● Testo mostrato
================
Non vogliamo più ripetere parole di esecrazione delle stragi. Vogliamo fare comprendere come si è arrivati ad un numero tanto elevato di vittime in mare, e quanto ciascuno di noi può fare tutti i giorni per impedire che quelle stragi continuino a ripetersi. Occorre accertare tutte le responsabilità. E’ un dovere verso le vittime e le loro famiglie.
Ad ogni strage, come è successo dopo il 18 aprile 2015, dopo l’annegamento di quasi 800 persone a sud di Malta non si risponde alla richiesta di canali umanitari ma si rinforzano soltanto gli apparati di contrasto di quella che chiamano immigrazione “illegale”. Poi non rimane che tentare di dare una identità ai corpi delle vittime che si riescono a recuperare.
L’Unione Europea si preoccupa di difendere i confini orientali, sbarrando la rotta balcanica dopo l’accordo della vergogna con la Turchia di Erdogan ed alzando muri tra i diversi stati, dal confine con la Francia a Ventimiglia, passando per le barriere di Chiasso e del Brennero, fino ai muri tra l’Ungheria, la Serbia, la Bulgaria e la Macedonia. I corridoi d’ingresso del Mediterraneo centrale rimangono competenza esclusiva del governo italiano che per questo escogita un Piano B. Un piano che filtra appena dalle agenzie di stampa in italiano. Un piano ad evidente destinazione europea, che non deve scuotere l’opinione pubblica interna.
================
● Dati mostrati
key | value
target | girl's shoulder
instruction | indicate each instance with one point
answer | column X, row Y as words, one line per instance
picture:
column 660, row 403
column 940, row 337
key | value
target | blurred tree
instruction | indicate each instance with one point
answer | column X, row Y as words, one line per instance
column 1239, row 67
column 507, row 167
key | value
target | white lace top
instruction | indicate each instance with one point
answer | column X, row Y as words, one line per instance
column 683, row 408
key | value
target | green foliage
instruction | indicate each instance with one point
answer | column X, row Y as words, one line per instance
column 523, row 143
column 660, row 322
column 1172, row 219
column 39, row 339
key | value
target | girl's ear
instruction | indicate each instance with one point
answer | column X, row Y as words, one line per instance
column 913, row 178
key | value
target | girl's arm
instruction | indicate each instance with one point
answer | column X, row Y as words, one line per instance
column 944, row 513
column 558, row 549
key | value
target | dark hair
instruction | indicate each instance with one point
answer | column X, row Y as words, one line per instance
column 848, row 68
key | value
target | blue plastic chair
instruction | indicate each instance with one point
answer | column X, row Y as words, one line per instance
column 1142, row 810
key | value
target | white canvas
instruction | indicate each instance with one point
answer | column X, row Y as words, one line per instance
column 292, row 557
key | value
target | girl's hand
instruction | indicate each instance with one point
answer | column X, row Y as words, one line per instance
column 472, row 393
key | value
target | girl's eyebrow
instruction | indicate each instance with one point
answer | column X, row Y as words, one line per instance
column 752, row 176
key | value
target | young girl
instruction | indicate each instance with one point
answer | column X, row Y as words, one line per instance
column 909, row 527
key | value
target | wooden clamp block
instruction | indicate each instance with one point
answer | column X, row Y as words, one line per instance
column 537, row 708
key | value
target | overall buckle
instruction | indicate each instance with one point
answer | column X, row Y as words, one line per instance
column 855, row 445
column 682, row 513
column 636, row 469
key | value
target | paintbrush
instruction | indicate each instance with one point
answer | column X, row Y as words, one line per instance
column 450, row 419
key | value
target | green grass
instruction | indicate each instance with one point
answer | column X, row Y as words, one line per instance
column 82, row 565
================
● Il compito
Indica se ciascuna affermazione concorda con il testo sulle stragi in mare, rispondendo sì o no e citando le parole decisive del testo. 1. Dopo il 18 aprile 2015 sono stati aperti canali umanitari. 2. I corridoi d'ingresso del Mediterraneo centrale sono competenza esclusiva del governo italiano. 3. L'annegamento a sud di Malta ha coinvolto quasi 800 persone. Le voci non hanno alcun legame con il testo.

● Risultato
1. No: «non si risponde alla richiesta di canali umanitari ma si rinforzano soltanto gli apparati di contrasto»
2. Sì: «I corridoi d’ingresso del Mediterraneo centrale rimangono competenza esclusiva del governo italiano»
3. Sì: «dopo l’annegamento di quasi 800 persone a sud di Malta»